**Activity:** What follows is a set of records. Repeat every one of them exactly.

═════ Input data ═════

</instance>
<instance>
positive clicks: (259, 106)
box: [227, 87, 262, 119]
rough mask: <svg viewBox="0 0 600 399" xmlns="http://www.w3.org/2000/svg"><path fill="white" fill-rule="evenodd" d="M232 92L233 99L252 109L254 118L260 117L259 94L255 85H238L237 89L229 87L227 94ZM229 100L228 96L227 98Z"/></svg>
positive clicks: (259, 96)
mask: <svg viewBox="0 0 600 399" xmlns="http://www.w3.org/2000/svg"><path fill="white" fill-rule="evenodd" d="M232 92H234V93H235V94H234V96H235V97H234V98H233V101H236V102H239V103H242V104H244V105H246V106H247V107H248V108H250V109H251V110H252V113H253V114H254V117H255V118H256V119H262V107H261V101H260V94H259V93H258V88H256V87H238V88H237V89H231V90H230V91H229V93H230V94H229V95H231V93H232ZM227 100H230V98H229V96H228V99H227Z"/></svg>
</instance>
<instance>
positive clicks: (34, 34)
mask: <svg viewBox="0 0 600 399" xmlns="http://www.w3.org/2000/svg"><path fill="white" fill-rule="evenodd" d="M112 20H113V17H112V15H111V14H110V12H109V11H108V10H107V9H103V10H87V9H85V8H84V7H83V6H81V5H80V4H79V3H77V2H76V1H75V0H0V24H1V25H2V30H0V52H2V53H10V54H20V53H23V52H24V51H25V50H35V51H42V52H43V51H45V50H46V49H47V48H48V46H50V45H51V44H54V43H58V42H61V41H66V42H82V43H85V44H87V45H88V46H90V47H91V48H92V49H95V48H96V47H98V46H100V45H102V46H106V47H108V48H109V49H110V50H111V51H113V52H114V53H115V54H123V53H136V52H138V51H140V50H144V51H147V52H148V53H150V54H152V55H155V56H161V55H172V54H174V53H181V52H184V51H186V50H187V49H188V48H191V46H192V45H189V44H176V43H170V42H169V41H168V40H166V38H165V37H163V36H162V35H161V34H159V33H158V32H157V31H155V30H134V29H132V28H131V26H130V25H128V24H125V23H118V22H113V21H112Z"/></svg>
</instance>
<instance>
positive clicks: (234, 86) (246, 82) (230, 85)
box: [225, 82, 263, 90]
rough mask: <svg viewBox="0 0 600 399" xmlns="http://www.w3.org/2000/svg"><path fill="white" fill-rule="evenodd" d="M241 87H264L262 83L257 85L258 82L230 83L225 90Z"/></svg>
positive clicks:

═════

**Response to the exercise:**
</instance>
<instance>
positive clicks: (259, 106)
box: [227, 87, 262, 119]
rough mask: <svg viewBox="0 0 600 399" xmlns="http://www.w3.org/2000/svg"><path fill="white" fill-rule="evenodd" d="M232 92L233 99L252 109L254 118L260 117L259 94L255 85H238L237 89L229 87L227 94ZM229 100L228 96L227 98Z"/></svg>
positive clicks: (259, 96)
mask: <svg viewBox="0 0 600 399" xmlns="http://www.w3.org/2000/svg"><path fill="white" fill-rule="evenodd" d="M232 92H234V93H235V94H234V96H235V97H234V98H233V101H236V102H239V103H242V104H244V105H246V106H247V107H248V108H250V109H251V110H252V113H253V114H254V117H255V118H256V119H262V107H261V101H260V94H259V93H258V88H256V87H238V88H237V89H231V90H230V91H229V93H230V94H229V95H231V93H232ZM227 100H230V98H229V96H228V99H227Z"/></svg>
</instance>
<instance>
positive clicks: (34, 34)
mask: <svg viewBox="0 0 600 399" xmlns="http://www.w3.org/2000/svg"><path fill="white" fill-rule="evenodd" d="M112 20H113V17H112V15H111V14H110V12H109V11H108V10H107V9H103V10H87V9H85V8H84V7H83V6H81V5H80V4H79V3H77V2H76V1H75V0H0V24H1V25H2V30H0V52H2V53H10V54H20V53H23V52H24V51H25V50H35V51H42V52H43V51H45V50H46V49H47V48H48V46H50V45H51V44H54V43H58V42H61V41H66V42H82V43H85V44H87V45H88V46H90V47H91V48H92V49H95V48H96V47H98V46H100V45H102V46H106V47H108V48H109V49H110V50H111V51H113V52H114V53H115V54H123V53H136V52H138V51H140V50H144V51H147V52H148V53H150V54H152V55H155V56H161V55H172V54H174V53H181V52H184V51H186V50H187V49H188V48H191V46H192V45H189V44H176V43H170V42H169V41H168V40H166V38H165V37H163V36H162V35H161V34H159V33H158V32H157V31H155V30H134V29H132V28H131V26H130V25H128V24H125V23H118V22H113V21H112Z"/></svg>
</instance>
<instance>
positive clicks: (234, 86) (246, 82) (230, 85)
box: [225, 82, 263, 90]
rough mask: <svg viewBox="0 0 600 399" xmlns="http://www.w3.org/2000/svg"><path fill="white" fill-rule="evenodd" d="M241 87H264L262 83L257 85L258 82L230 83L225 90Z"/></svg>
positive clicks:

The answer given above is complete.